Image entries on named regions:
--
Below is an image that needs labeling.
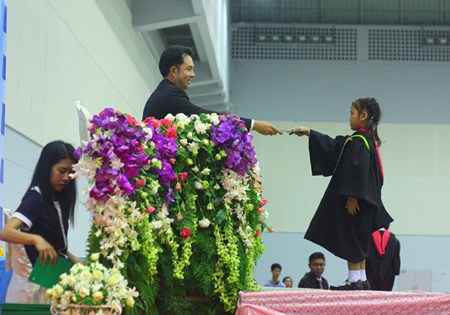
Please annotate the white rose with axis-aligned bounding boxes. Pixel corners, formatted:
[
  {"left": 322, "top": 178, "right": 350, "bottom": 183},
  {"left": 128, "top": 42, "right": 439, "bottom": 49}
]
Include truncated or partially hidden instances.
[
  {"left": 92, "top": 291, "right": 103, "bottom": 302},
  {"left": 78, "top": 287, "right": 90, "bottom": 297},
  {"left": 91, "top": 253, "right": 100, "bottom": 261},
  {"left": 175, "top": 113, "right": 189, "bottom": 123},
  {"left": 194, "top": 121, "right": 206, "bottom": 134}
]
--
> _WHAT IS NEEDED_
Find every line in the items above that contains the string "left", and copy each of those lines.

> _OUTPUT FOR THIS EXERCISE_
  {"left": 322, "top": 178, "right": 350, "bottom": 183},
  {"left": 128, "top": 42, "right": 439, "bottom": 49}
  {"left": 92, "top": 291, "right": 103, "bottom": 302},
  {"left": 78, "top": 287, "right": 90, "bottom": 297},
  {"left": 91, "top": 253, "right": 100, "bottom": 261},
  {"left": 175, "top": 113, "right": 189, "bottom": 123},
  {"left": 194, "top": 121, "right": 206, "bottom": 134}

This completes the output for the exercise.